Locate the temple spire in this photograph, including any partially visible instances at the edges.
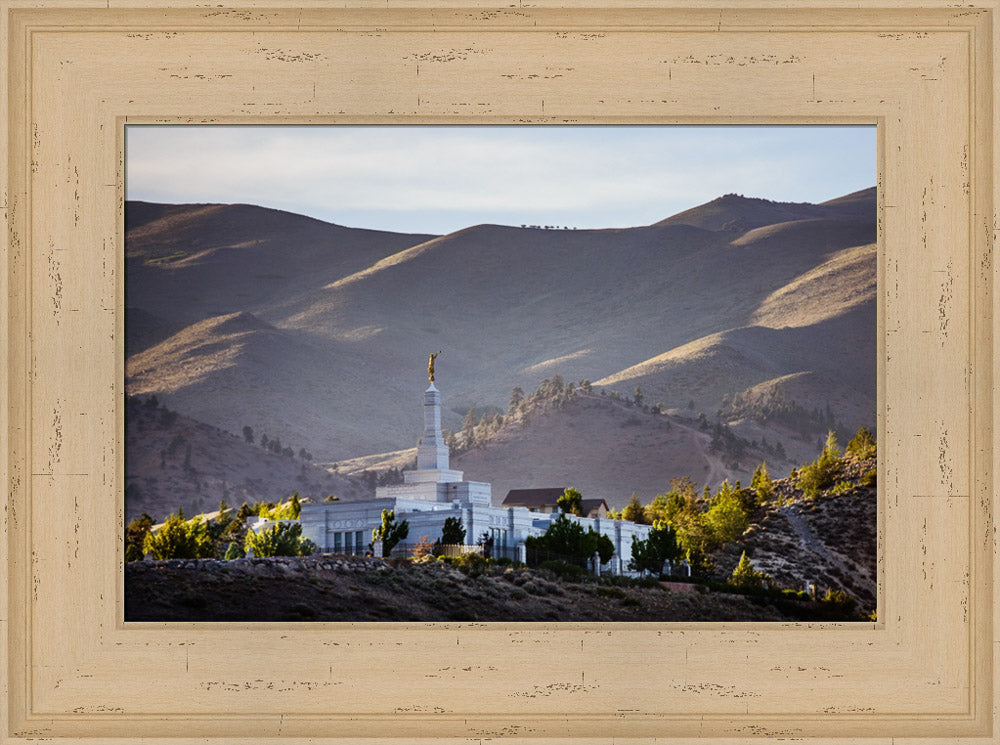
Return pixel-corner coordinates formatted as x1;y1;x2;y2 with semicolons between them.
417;352;448;471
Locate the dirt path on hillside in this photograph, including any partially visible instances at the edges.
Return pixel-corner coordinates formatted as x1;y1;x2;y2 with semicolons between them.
780;507;854;575
674;422;732;486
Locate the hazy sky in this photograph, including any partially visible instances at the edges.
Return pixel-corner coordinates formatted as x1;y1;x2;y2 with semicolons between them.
125;125;875;233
——
• **EXERCISE**
Turn the lines above into a JSON list of strings, one string per line, skipping any blank lines and leaving out the picture.

• **RESULT OF THE EXERCISE**
[
  "Locate the temple spire in this photograph, including any partially visible instances at the edges.",
  "Return pixel-corner coordinates formatted as x1;y1;x2;y2 with semicolons between them.",
  "417;352;448;471",
  "Locate the dirt path on hillside in this photograph, including any partially visible instances at the edges.",
  "Return pixel-corner coordinates formatted as x1;y1;x2;y2 with semicolons between them.",
  "780;507;854;575",
  "674;422;732;486",
  "Locate the hazy sky in this photograph, including any partially visible instances at the edges.",
  "Return pixel-corner coordinates formatted as x1;y1;x2;y2 with semicolons between them.",
  "125;125;875;233"
]